| Exercise directions |
How many lines in the data below contain the word "spider"? Give only the number.

| Items |

════════════════════

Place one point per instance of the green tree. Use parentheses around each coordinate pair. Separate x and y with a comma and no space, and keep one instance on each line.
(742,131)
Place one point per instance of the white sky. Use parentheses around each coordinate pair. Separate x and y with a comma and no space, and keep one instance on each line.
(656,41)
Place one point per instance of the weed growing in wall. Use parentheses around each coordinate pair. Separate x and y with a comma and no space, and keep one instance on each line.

════════════════════

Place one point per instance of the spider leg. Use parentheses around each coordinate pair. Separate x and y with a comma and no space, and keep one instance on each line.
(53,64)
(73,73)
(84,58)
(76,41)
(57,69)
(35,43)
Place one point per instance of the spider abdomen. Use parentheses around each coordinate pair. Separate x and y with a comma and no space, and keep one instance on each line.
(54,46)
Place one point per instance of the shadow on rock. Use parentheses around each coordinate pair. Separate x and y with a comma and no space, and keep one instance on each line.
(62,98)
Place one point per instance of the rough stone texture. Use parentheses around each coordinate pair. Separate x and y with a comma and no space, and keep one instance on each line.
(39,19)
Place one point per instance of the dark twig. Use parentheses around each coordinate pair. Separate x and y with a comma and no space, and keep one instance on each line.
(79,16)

════════════════════

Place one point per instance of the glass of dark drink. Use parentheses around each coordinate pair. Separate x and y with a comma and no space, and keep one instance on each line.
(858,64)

════════════════════

| Response to the task |
2